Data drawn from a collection
+-------+

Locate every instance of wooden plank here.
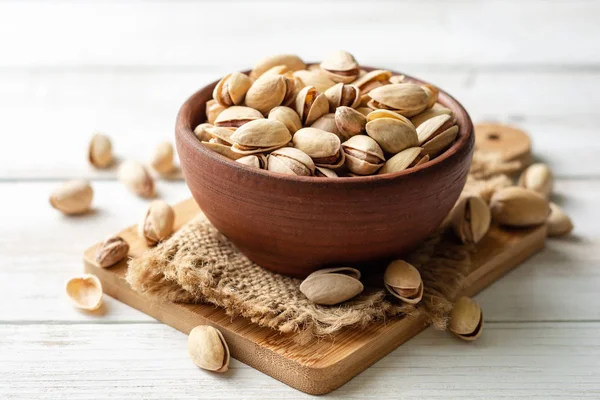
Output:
[0,322,600,400]
[0,71,600,179]
[0,0,600,68]
[84,195,546,394]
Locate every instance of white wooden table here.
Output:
[0,0,600,399]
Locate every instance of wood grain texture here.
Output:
[84,199,546,394]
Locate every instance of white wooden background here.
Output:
[0,0,600,399]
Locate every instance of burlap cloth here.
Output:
[127,153,521,338]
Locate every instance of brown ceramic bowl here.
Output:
[176,68,474,277]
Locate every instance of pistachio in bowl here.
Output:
[176,52,474,276]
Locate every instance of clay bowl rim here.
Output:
[175,63,473,186]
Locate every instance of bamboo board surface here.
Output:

+-------+

Task goal
Reproduce all of the entries above word for word, leaving out the pictures.

Completed exercise
Locate every instance of wooden plank here.
Output:
[0,322,600,400]
[0,71,600,179]
[0,0,600,68]
[84,195,546,394]
Locate every instance of white wooden table here.
Output:
[0,0,600,399]
Locate every instance of wood grain texture here.
Output:
[84,199,546,394]
Locate every instance of white wooden background here.
Output:
[0,0,600,399]
Locate every instance of burlap cloth here.
Output:
[127,153,521,338]
Locate every instance of brown ceramic bowl here.
Output:
[176,68,474,277]
Locate every instance of pistachio in bowl here.
Output:
[176,52,474,276]
Locate every instance of clay bowl rim here.
Output:
[175,63,473,186]
Locate every instance of bamboo board surface here.
Output:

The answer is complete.